### Written request
Reproduce all records exactly.

Start of Input data

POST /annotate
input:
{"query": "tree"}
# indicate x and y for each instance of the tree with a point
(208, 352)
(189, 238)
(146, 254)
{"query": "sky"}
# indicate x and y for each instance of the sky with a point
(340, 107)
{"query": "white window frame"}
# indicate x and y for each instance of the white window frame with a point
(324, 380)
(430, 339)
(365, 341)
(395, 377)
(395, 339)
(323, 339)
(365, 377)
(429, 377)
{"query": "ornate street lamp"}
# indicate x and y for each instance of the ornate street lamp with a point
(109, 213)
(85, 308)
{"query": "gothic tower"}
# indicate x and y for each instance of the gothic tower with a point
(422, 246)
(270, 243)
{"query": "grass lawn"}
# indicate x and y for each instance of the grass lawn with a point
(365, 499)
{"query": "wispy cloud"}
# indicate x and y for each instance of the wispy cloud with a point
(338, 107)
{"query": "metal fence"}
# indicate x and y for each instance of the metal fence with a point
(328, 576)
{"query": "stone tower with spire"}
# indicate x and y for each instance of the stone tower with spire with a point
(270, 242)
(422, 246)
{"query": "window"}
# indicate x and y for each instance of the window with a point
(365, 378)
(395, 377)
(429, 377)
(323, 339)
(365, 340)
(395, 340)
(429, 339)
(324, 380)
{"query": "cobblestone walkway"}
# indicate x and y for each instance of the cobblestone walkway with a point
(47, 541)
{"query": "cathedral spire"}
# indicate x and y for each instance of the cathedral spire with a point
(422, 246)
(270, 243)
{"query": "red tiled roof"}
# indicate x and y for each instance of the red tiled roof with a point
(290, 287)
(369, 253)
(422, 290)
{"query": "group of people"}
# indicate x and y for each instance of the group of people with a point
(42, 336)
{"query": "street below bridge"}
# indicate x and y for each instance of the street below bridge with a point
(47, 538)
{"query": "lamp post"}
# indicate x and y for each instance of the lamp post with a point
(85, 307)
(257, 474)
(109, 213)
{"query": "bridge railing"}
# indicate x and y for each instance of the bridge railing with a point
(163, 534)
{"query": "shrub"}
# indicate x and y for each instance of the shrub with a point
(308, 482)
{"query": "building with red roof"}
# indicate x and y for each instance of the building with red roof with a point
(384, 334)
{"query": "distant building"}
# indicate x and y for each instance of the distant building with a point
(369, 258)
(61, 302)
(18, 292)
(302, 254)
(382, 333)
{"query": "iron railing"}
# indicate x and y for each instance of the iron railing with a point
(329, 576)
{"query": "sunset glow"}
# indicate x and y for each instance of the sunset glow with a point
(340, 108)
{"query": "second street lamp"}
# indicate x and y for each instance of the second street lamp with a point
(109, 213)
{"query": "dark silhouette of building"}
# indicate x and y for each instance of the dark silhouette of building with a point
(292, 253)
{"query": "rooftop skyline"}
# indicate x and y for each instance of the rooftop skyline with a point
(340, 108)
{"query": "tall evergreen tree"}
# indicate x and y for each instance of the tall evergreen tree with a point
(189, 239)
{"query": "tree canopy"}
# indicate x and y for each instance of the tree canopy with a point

End of Input data

### Task output
POST /annotate
input:
{"query": "tree"}
# indicate x and y for each instance of the tree with a point
(208, 352)
(189, 238)
(146, 254)
{"query": "sky"}
# indicate x and y for each instance of the sky with a point
(340, 107)
{"query": "white window frame"}
# indicate x and y for each instance of the white window frame with a point
(324, 380)
(430, 339)
(365, 341)
(395, 377)
(395, 339)
(323, 339)
(365, 377)
(429, 377)
{"query": "ornate street lamp"}
# indicate x and y for each instance of the ornate street lamp with a point
(109, 213)
(85, 308)
{"query": "gothic tower"}
# indicate x and y for each instance of the gothic tower with a point
(422, 246)
(270, 243)
{"query": "grass lawn"}
# indicate x and y for each instance of the grass lawn with a point
(365, 499)
{"query": "wispy cloud"}
# indicate x and y for each instance of the wispy cloud with a point
(338, 107)
{"query": "metal fence"}
# indicate x and y for each instance of the metal fence with a point
(328, 576)
{"query": "stone tower with spire"}
# indicate x and y for each instance of the stone tower with spire with a point
(270, 242)
(422, 246)
{"query": "window"}
# indicate x and y for each instance of the window with a point
(365, 378)
(395, 377)
(429, 377)
(323, 339)
(365, 340)
(395, 340)
(429, 339)
(324, 380)
{"query": "cobblestone walkway"}
# indicate x and y for each instance of the cobblestone walkway with a point
(47, 541)
{"query": "cathedral spire"}
# indicate x and y for each instance of the cathedral spire with a point
(422, 246)
(270, 243)
{"query": "red tiled roof"}
# indicate x and y for each instance of the red tiled roof with a point
(290, 287)
(369, 253)
(422, 290)
{"query": "group of people"}
# indicate x and y for each instance of the group of people with a point
(42, 336)
{"query": "street below bridge"}
# indicate x and y for each instance of the street below bridge with a point
(47, 538)
{"query": "lamp post"}
# indicate x and y for each instance of the lamp post with a point
(85, 307)
(257, 474)
(109, 213)
{"query": "bridge railing"}
# indicate x and y for each instance of the bridge railing with a point
(163, 534)
{"query": "shrub"}
# indicate x and y for each instance of the shrub with a point
(308, 482)
{"query": "building with red roof"}
# indicate x and y for each instance of the building with red roof with a point
(384, 334)
{"query": "distant building"}
# indicate x and y for each instance of the distant building with a point
(369, 258)
(61, 302)
(18, 292)
(302, 254)
(382, 333)
{"query": "iron railing"}
# indicate x and y for each instance of the iron railing with a point
(329, 576)
{"query": "sunset glow"}
# indicate x and y for each instance of the sunset glow with a point
(340, 108)
{"query": "second street lamp"}
# indicate x and y for each instance of the second street lamp with a point
(109, 213)
{"query": "dark silhouette of building"}
# indicate x and y for each instance of the dark silhouette of building with a point
(292, 253)
{"query": "rooftop skyline"}
# indicate x and y for each instance of the rooftop skyline with a point
(340, 108)
{"query": "tall evergreen tree"}
# indicate x and y for each instance of the tall evergreen tree with a point
(189, 239)
{"query": "tree canopy"}
# indicate x and y for each instance of the tree canopy with a point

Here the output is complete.